## Instructions to follow:
Copy the rows from the line that contains "of black helmet." through the line that contains "[122,63,129,73]", keeping every line in that span. Multiply each bounding-box coordinate by 0.95 and round it to a whole number, with halves rounded up.

## Given records:
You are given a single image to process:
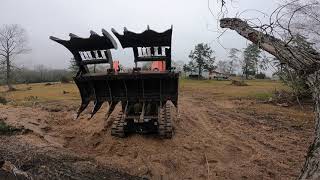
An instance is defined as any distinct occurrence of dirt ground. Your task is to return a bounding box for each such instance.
[0,81,313,179]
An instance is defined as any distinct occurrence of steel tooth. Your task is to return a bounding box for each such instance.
[77,101,90,119]
[90,30,99,36]
[69,33,80,38]
[106,101,118,119]
[172,101,178,108]
[90,101,103,119]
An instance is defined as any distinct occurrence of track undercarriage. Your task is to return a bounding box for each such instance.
[111,102,173,138]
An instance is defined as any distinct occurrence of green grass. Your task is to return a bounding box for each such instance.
[0,79,288,106]
[180,79,288,100]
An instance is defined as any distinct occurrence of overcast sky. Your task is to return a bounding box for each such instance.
[0,0,277,68]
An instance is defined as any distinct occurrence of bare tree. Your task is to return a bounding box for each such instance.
[0,24,29,91]
[220,15,320,179]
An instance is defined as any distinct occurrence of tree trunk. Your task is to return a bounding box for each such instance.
[198,65,202,79]
[220,18,320,179]
[6,55,15,91]
[299,71,320,179]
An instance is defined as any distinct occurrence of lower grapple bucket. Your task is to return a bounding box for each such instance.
[74,72,179,117]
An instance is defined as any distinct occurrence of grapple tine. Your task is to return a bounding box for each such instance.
[76,101,90,119]
[89,101,103,119]
[106,101,118,119]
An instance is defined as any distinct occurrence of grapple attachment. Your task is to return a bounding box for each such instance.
[50,27,179,137]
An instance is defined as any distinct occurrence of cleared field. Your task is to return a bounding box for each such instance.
[0,79,287,101]
[0,79,313,179]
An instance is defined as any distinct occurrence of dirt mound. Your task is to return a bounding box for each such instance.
[0,92,313,179]
[0,137,141,180]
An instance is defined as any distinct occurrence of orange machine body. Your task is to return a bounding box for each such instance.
[151,61,166,72]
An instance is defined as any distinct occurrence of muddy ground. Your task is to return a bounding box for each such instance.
[0,88,313,179]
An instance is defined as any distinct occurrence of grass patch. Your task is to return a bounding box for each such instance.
[0,96,8,104]
[249,93,273,101]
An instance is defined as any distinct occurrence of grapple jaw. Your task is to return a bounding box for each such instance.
[50,27,179,118]
[74,72,179,118]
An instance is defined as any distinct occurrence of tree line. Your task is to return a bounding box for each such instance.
[183,43,270,79]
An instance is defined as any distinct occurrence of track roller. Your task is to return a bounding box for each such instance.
[158,104,173,139]
[111,111,126,138]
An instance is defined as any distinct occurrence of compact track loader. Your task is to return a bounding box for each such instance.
[50,27,179,138]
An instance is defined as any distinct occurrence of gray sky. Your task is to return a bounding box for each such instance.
[0,0,277,68]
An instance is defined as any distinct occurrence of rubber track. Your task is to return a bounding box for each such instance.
[111,111,126,138]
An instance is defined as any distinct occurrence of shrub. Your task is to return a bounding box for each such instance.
[60,76,70,83]
[231,80,248,86]
[255,73,267,79]
[0,121,18,135]
[0,96,8,104]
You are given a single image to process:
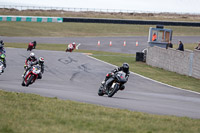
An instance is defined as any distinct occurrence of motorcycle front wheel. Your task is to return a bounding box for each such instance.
[108,84,119,97]
[98,85,104,96]
[26,75,34,87]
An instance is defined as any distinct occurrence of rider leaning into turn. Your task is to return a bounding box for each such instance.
[31,57,44,79]
[22,53,37,77]
[102,63,130,90]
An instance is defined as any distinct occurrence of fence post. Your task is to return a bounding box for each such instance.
[188,52,194,76]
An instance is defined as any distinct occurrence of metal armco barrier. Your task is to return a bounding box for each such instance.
[63,18,200,27]
[0,16,63,22]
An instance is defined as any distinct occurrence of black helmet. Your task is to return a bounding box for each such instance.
[0,40,3,44]
[38,57,44,64]
[122,63,129,73]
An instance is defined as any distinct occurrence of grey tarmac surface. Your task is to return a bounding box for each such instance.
[0,48,200,119]
[0,36,200,54]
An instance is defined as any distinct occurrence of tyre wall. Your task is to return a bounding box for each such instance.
[146,47,200,79]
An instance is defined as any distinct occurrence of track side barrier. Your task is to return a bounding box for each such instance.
[63,18,200,27]
[0,15,63,23]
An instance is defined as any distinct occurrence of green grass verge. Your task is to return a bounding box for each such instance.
[0,43,200,133]
[0,22,200,37]
[6,43,200,92]
[0,90,200,133]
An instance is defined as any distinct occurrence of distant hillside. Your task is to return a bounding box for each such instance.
[0,8,200,22]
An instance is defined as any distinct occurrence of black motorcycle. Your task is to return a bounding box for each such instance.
[98,71,128,97]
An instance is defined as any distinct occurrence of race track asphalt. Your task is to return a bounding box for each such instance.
[0,36,200,54]
[0,48,200,119]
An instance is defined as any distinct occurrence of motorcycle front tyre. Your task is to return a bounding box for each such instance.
[26,75,34,87]
[108,84,119,97]
[98,85,104,96]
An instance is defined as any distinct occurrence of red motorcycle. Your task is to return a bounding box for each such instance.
[22,65,41,87]
[27,42,34,51]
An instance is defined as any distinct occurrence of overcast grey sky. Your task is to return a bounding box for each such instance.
[0,0,200,14]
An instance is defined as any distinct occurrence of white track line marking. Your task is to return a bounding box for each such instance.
[87,55,200,95]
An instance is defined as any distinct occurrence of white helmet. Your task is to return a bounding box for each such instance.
[30,53,35,58]
[39,57,44,64]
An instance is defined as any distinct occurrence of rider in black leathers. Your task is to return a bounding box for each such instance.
[102,63,130,90]
[31,57,44,79]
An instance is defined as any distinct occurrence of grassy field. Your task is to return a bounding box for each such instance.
[0,9,200,22]
[0,22,200,37]
[6,43,200,92]
[0,90,200,133]
[0,43,200,133]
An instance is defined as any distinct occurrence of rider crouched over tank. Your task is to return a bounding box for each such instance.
[99,63,130,97]
[32,57,44,79]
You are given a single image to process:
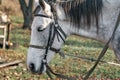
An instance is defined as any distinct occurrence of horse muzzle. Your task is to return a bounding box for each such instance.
[28,63,46,75]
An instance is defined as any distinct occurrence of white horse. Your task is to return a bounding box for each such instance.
[27,0,120,74]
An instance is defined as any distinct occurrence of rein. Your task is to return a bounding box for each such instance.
[29,2,120,80]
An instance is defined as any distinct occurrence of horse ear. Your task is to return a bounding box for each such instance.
[39,0,45,10]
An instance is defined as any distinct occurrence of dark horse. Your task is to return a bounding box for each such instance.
[27,0,120,77]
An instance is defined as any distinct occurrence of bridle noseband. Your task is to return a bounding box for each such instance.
[29,4,67,72]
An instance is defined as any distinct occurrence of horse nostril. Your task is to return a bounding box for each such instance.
[29,63,35,73]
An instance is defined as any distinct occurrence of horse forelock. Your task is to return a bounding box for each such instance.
[60,0,103,29]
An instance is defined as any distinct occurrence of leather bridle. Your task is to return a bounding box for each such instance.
[29,4,67,72]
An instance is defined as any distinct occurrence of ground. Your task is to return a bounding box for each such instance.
[0,0,120,80]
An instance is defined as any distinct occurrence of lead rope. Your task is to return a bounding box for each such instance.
[46,2,120,80]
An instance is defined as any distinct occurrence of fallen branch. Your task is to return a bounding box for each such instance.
[65,54,120,66]
[0,60,23,69]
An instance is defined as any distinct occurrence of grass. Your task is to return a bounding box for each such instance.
[0,17,120,80]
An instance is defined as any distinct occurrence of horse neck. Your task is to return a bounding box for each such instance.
[56,4,97,39]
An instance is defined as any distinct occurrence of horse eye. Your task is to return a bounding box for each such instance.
[37,27,45,32]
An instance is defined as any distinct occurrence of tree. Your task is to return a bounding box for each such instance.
[19,0,33,29]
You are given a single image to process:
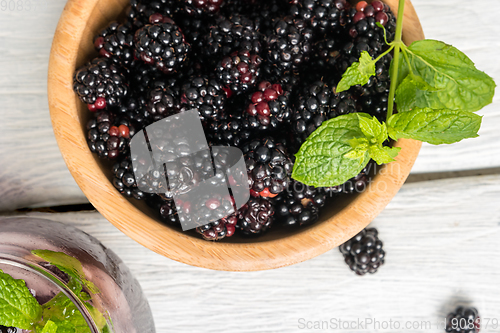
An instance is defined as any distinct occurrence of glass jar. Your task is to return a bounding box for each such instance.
[0,217,155,333]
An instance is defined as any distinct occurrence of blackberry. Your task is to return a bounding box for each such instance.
[236,198,275,235]
[203,14,262,59]
[339,228,385,275]
[276,180,326,226]
[215,50,262,93]
[324,163,374,193]
[183,0,223,17]
[445,306,481,333]
[134,14,191,74]
[196,214,238,241]
[265,16,313,70]
[245,81,291,130]
[181,75,226,120]
[87,111,135,159]
[241,136,293,198]
[113,156,149,200]
[94,22,134,66]
[73,58,129,111]
[290,0,350,37]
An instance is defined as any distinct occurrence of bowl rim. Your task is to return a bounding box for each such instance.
[48,0,424,271]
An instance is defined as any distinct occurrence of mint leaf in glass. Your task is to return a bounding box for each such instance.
[0,270,42,330]
[396,39,496,111]
[336,51,376,92]
[387,108,482,145]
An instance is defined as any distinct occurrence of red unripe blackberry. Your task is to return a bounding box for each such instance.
[215,50,262,93]
[134,14,191,74]
[339,228,385,275]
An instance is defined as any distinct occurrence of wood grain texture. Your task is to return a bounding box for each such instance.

## Problem solution:
An instance is defined as any distinct occurrence of black helmet. Your task is to return a bounding box for each such instance.
[0,38,3,42]
[36,54,42,61]
[116,60,123,69]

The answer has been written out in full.